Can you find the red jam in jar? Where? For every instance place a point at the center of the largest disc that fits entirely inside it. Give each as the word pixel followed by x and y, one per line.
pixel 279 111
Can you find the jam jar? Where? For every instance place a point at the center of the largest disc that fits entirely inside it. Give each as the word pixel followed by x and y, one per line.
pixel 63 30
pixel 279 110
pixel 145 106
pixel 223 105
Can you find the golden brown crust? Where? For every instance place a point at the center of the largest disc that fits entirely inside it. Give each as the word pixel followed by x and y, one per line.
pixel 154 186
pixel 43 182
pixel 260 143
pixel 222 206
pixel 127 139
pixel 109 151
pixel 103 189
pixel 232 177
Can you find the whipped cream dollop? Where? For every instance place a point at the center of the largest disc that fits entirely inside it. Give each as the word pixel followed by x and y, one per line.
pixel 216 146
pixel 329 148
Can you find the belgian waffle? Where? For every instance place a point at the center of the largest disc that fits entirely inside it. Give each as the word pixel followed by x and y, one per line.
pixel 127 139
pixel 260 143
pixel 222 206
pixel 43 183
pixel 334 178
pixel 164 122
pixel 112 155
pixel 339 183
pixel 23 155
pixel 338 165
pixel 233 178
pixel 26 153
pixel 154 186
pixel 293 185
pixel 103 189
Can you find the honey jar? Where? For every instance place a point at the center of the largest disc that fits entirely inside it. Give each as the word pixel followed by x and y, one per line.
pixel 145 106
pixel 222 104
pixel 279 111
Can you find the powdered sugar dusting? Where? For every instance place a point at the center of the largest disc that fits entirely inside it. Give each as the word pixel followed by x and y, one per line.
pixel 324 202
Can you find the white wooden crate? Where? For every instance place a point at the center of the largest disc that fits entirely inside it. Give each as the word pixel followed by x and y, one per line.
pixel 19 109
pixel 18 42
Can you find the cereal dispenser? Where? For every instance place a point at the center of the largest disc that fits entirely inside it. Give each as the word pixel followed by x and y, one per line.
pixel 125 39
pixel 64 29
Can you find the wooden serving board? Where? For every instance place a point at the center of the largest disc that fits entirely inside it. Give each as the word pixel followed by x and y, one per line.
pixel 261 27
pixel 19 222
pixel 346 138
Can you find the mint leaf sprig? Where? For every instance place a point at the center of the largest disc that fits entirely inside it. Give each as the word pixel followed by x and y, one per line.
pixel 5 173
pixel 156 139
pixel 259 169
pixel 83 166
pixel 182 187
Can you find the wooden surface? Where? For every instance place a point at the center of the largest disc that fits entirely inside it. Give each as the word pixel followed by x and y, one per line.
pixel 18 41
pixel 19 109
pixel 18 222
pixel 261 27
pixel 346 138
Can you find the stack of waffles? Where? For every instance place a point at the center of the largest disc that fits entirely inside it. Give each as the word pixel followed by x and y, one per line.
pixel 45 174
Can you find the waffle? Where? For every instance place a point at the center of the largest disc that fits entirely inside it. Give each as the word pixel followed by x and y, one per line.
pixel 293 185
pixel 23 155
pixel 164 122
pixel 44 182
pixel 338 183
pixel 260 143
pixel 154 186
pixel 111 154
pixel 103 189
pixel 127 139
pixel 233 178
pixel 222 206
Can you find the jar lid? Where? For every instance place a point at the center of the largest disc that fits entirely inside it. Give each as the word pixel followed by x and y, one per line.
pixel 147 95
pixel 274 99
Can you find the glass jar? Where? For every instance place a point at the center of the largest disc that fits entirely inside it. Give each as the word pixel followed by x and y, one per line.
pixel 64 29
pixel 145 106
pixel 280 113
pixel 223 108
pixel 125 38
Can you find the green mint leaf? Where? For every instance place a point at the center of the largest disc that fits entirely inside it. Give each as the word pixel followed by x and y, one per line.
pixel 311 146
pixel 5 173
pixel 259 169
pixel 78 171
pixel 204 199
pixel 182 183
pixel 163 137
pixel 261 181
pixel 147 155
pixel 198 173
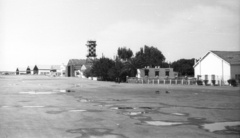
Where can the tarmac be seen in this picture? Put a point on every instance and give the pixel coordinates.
(62, 107)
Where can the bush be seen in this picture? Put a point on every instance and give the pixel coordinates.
(199, 82)
(214, 82)
(205, 82)
(233, 82)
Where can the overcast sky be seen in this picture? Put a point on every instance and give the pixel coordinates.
(53, 31)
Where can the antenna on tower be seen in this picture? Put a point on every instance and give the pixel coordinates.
(91, 45)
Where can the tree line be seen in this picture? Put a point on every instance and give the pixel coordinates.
(126, 64)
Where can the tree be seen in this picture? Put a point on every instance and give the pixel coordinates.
(88, 72)
(184, 67)
(101, 67)
(115, 73)
(150, 56)
(124, 53)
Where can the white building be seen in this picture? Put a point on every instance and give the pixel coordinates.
(156, 72)
(218, 65)
(44, 69)
(58, 70)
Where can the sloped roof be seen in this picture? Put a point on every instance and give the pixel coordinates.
(44, 67)
(58, 67)
(232, 57)
(76, 62)
(22, 69)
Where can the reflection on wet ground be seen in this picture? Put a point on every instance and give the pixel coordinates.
(138, 113)
(227, 127)
(95, 133)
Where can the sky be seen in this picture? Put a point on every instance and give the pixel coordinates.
(50, 32)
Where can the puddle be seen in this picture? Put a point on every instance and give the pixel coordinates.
(96, 133)
(5, 106)
(104, 105)
(147, 108)
(179, 114)
(117, 100)
(77, 110)
(229, 127)
(33, 92)
(50, 92)
(54, 112)
(84, 100)
(162, 123)
(32, 106)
---
• **WHAT IS REQUIRED**:
Drop the pictures, then repeat the material word for word.

• **SOLVED PROBLEM**:
Can you find the red jam in jar? Where? For every instance place a point at the center of the largest disc that fits entirely inside it. Give each as the word pixel followed by x and y, one per line.
pixel 279 111
Can you find the jam jar? Where? For every instance place a point at the center of the largest disc that fits entirely inside it. Give each as the word pixel followed by x and y, one per line.
pixel 63 30
pixel 279 110
pixel 145 106
pixel 223 105
Can you find the golden brown crust? Where? For every instance place a point at the center of the largest disc that fits entirely inside it. Give each as the word pixel followed by x and y, one per line.
pixel 154 186
pixel 43 182
pixel 260 143
pixel 222 206
pixel 127 139
pixel 109 151
pixel 103 189
pixel 232 177
Can you find the whipped cream dollop? Where? For every instance place a point at the center of the largest disc that fits entirely inside it. Give each as the word pixel followed by x and y, one per line.
pixel 216 146
pixel 329 148
Can you find the belgian waffle? Where? For every instance place a point at the center of the largest disc that fits entirely inside it. Give each as the word pixel followed by x and y, one per line.
pixel 127 139
pixel 260 143
pixel 222 206
pixel 43 183
pixel 334 178
pixel 164 122
pixel 112 155
pixel 339 183
pixel 23 155
pixel 338 165
pixel 233 178
pixel 26 153
pixel 154 186
pixel 293 185
pixel 103 189
Can you find the honey jar? Where? For every instance place a point at the center of the largest disc that fits entirely inside it. Give each as the word pixel followed by x and y, one per line.
pixel 145 106
pixel 222 104
pixel 279 111
Can you find the powdered sugar dusting? Where? For every instance place a point at the center of the largest disc that fits entirely inside it. Give each as the word pixel followed by x and y, one per line.
pixel 324 202
Can you find the white wooden crate? Where? For every instance place a point at the center of the largest disc that fits entirely inside it. Give each as the word pixel followed by x and y, one per line.
pixel 19 109
pixel 18 42
Can you find the cereal dispenser? Where? For every instance place a point at the center of the largest disc that fits entirely inside it. Give each as the word pixel followed by x and y, one per line.
pixel 125 39
pixel 64 29
Can you find the wooden serving board? Where? For every instance place a point at the center of the largest disc that fits entirely inside it. Give each as the word pixel followed by x and y, one per line.
pixel 261 27
pixel 19 222
pixel 346 138
Can you find the mint leaf sprig? Where? For every instance place a point at the center of the largest disc that fits entirely inside it. Give each as the word pixel followed by x and y, one per line.
pixel 5 173
pixel 156 139
pixel 259 169
pixel 83 166
pixel 182 187
Can you find the wooden surface? Where? For every instance place a point at the center of the largest disc that fits entirely inside it. Give each as the word pixel followed by x and y, one per line.
pixel 18 41
pixel 19 109
pixel 18 222
pixel 261 27
pixel 346 138
Can you find the stack of waffles? Where? For every instance place a point at the center of the largest disc that fits entirely inside it. Give each as the word pixel followed by x and y, one per line.
pixel 45 174
Can you find the waffle? Where? For every instance place a point at the center of the largest disc that fits entirely inside it. Give each as the word pixel followed by x and y, one per line.
pixel 293 185
pixel 23 155
pixel 164 122
pixel 44 182
pixel 338 183
pixel 260 143
pixel 154 186
pixel 111 154
pixel 103 189
pixel 127 139
pixel 233 178
pixel 222 206
Can you find the jar lid? Where? For every instance place a point at the center of the largest disc that fits entirely inside it. Give each as the word pixel followed by x and y, one per line.
pixel 147 95
pixel 274 99
Can you find the glass jar? Where? For every instance place a point at the center of the largest disc that fits entirely inside it. Give each as the word pixel followed by x and y, one per line.
pixel 64 29
pixel 145 106
pixel 280 113
pixel 223 108
pixel 125 38
Can you find the green mint leaf? Where? For every instance place a point at the center of the largest disc that fits entirely inside it. Give each as the word pixel followed by x and y, one per line.
pixel 311 146
pixel 5 173
pixel 259 169
pixel 78 171
pixel 204 199
pixel 182 183
pixel 163 137
pixel 261 181
pixel 147 155
pixel 198 173
Where can the tarmac be seen in this picture? Put a point on every instance and give the pixel coordinates.
(62, 107)
Where can the bush be seen in this picture? Put a point on every instance and give the pixel coordinates.
(199, 82)
(214, 82)
(205, 82)
(233, 82)
Where can the overcast sky be seen in this picture? Put a point on every instance and give the pixel coordinates.
(53, 31)
Where can the antenna on tower be seen in this picture? Put a point on every instance and give the pixel coordinates.
(91, 45)
Where can the tree line be seen in this picture? Put a point on every instance and give the pixel coordinates.
(126, 64)
Where can the tree be seen in this picture? Put a point on every instance and give the pixel coordinates.
(88, 72)
(184, 67)
(101, 67)
(115, 73)
(150, 56)
(124, 53)
Where can the white building be seen in this picture? Put a point on every instance and give the pixel coordinates.
(156, 72)
(218, 65)
(44, 69)
(58, 70)
Where can the sloped roof be seen in this picture? Put a point on every instance and give the pixel coordinates.
(44, 67)
(58, 67)
(232, 57)
(76, 62)
(22, 69)
Where can the reflection on wet ground be seen in this picture? Put a point on every instance and give the pixel coordinates.
(138, 113)
(227, 127)
(95, 133)
Where can the sky be seen in this picture? Put a point on every instance and give the pixel coordinates.
(50, 32)
Where can the puddle be seen in this picture? Put a point on every instance and give the pixel coordinates.
(96, 133)
(5, 106)
(104, 105)
(147, 108)
(179, 114)
(117, 100)
(77, 110)
(229, 127)
(33, 92)
(50, 92)
(54, 112)
(84, 100)
(162, 123)
(32, 106)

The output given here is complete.